(Exercise goal): Count the lines in the material below that contain the string "orange", and give only that number.

(Raw records):
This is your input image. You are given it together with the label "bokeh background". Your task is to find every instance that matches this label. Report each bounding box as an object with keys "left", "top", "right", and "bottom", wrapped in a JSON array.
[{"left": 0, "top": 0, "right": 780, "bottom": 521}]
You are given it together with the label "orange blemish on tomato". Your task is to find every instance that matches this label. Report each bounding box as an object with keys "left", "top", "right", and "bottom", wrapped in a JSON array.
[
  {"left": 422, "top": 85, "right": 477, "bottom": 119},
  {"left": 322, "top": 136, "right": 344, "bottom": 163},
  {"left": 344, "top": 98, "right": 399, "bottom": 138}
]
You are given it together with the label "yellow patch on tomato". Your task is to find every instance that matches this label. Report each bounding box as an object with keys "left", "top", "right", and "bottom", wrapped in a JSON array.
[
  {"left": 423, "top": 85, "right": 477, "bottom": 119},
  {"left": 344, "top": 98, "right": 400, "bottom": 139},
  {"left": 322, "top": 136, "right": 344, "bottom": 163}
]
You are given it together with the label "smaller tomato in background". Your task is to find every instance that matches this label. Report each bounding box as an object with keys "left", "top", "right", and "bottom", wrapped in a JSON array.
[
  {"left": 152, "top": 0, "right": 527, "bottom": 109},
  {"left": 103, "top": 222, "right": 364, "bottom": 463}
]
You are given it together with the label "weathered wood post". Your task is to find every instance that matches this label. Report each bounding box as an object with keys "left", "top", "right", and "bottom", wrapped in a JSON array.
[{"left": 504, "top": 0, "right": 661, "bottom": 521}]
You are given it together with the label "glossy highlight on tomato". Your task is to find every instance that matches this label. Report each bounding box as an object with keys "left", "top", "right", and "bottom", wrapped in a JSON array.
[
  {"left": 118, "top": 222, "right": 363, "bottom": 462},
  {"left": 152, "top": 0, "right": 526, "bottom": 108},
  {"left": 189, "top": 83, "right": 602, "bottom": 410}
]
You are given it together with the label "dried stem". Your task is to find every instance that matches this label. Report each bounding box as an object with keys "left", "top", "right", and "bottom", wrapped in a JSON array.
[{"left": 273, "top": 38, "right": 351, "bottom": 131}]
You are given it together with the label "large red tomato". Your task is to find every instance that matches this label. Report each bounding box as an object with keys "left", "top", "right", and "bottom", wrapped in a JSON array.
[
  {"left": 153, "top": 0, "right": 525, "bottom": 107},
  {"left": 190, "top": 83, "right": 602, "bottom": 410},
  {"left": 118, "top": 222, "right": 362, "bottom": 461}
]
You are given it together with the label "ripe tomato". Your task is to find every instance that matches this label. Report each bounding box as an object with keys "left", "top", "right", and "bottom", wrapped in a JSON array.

(Written answer): 1